Many Seventh-day Adventists in Samoa are now First-day Adventists. Hundreds who once worshipped on Saturdays are now regularly worshipping on Sundays. This situation has arisen because the denomination's South Pacific Division (SPD) recommended that Samoan congregations ignore the consequences of the local government’s decision to shift the International Date Line to the east of Western Samoa at the beginning of 2012 which caused every seventh day to fall on Sundays.
 
Schism is now rife in Samoa. In order to continue worship on Saturday some members have joined a group that separated from the denomination some years ago. Others are confused or fearful of peer pressure and simply choose to stay at home. A growing group that now numbers about 300 decided to accept the new local calendar, continuing to worship on Saturdays but not uniting with the earlier schismatics. They believe it is indefensible to worship on Sundays despite the shift in the calendar. The vast majority of Samoan Adventists abroad support this latter group. A retired president of the denomination's Samoan Mission preaches at their gatherings.
 
Some SPD leaders have become increasingly annoyed at the level of opposition to their viewpoint. They sent emails to each other urging a ban on Samoan pastors abroad from traveling to Samoa in order to preach against or persuade members against the SPD position. The allegation was that such visitors were destabilising the situation. One message spoke of pastors from Australia and New Zealand visiting their families in Samoa, working on Sundays and worshiping on Saturdays. This “must be stopped” was the request.
 
At great expense the SPD organised meetings with Samoan pastors abroad, first in New Zealand and a short time later in Australia, seeking a written consensus of support. However, most of the pastors refused to sign. Their convictions remained steadfastly with the minority in their homeland who want to worship on the new Saturday. At the meeting in Australia a number of these pastors candidly opposed the SPD position.
 
Courage in the face of SPD administration came from strong feelings of certainty rooted in conscience. The Samoan pastors had read a number of study papers on the Internet that argued the case for practicality; that the Sabbath should always be kept according to the local calendar wherever an individual finds himself in the world.
 
Another meeting was scheduled for August 2, 2013, at SPD headquarters in Sydney. The Samoan church president and a member of his executive committee flew in to dialog with the SPD administrators and some Samoan pastors handpicked by the Division president. The most important outcome of the meeting was a decision to allow a small group of Samoan pastors from Australia and New Zealand to go to Samoa and discuss the issue, a reversal of the earlier effort to ban such visits.
 
To date there is no apparent change in the resolve of the Saturday-keepers in Samoa. The reality is that, over time, their numbers are increasing.
 
The debate is like a juggler’s bag of tricks. Mention of the Saturday Sabbath prompts some to pull out Romans 14:5. This is not helpful because neither party accepts Paul’s tolerant stance. Instead, both sides of the argument believe they are worshiping on God’s mandatory Sabbath. One side believes it occurs on what is now Sunday according to the current Samoan calendar, the position taken by the SPD. The other side has the view that the Sabbath falls on the Saturday according to the present Samoan calendar.
-- -- --
Exercise A: Count the lines in the rows below that contain the string "trunk", and reply with that number alone.
-- -- --
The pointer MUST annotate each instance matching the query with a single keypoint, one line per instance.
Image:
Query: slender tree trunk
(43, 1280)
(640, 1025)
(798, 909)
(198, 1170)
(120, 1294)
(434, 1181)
-- -- --
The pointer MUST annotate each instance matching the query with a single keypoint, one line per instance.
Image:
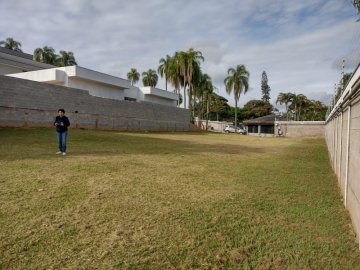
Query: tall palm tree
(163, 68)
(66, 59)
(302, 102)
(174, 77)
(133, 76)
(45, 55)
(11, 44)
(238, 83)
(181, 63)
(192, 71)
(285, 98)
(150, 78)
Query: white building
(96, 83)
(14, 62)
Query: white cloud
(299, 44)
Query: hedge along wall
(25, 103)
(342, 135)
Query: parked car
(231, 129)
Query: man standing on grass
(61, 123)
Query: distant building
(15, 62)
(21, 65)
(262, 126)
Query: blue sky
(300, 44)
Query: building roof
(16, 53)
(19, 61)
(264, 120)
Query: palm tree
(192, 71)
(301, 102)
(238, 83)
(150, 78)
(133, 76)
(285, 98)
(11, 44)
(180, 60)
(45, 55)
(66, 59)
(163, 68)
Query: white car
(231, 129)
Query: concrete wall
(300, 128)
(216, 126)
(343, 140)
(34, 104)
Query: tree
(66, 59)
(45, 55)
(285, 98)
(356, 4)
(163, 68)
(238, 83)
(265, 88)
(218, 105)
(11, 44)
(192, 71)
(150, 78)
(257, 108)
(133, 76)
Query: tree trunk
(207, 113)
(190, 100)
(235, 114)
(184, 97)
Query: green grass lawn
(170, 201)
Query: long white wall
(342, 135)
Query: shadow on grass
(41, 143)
-- -- --
Exercise B: Carry the account of the Samoan Adventist Sabbath dispute further, starting right after its final sentence.

Task answer A: 2

Task answer B:
 
Others describe complex arguments about the International Date Line. The only biblical demarcation line is “evening/morning." On a round earth it is ever-changing and, relative to longitude, is usually skewed. But when this line was included in the creation story there was no mention of the spherical nature of the earth or provision for world travellers.
 
The debate is rife with quasi-intellectualism and riddled with legalism, which is divisive and tragic. There is much to be gained by religious communities worshiping on the same day. For those who wish to worship on the seventh day of the week, the most practical approach is to consult the local calendar.
 
The SPD leadership told Samoan Adventists to ignore the change in the local calendar in order to maintain a seven-day cycle. The SPD would not tolerate the one-off omission of one day when the Samoan government shifted the International Date Line. It is a strange anomaly that the same SPD administrators, whenever crossing the line themselves to visit America, do not keep to a personal seven-day cycle. Instead, they fall in line with the local American calendar.
 
Early Adventist missionaries from America crossed the International Date Line to arrive in Australia in the nineteenth century and then adopted the local calendar. They reverted to the American calendar when they returned home. Precedent is not an infallible guide, but the fact remains those missionaries followed common sense. Everyone does it. The General Conference president does it when he travels the world and so do the SPD administrators. Those who wrote the study papers advocating that Samoan Adventists worship on Sunday abide by the local calendar when they travel. All Samoan Adventists who leave their homeland and cross the International Date Line to visit or settle in another country adopt the local calendar. The policy guarantees harmony.
 
Most of the Adventists in Samoa have gone along with the SPD decision, but a minority at the time had a visceral sense that something was amiss. They felt their Adventist identity was robbed of its character. Those who had, in the past, been members of Sunday churches and converted to the Seventh-day Adventist Church were mortified because their church, in the eyes of their local community, now advocated what they once rejected as non-biblical.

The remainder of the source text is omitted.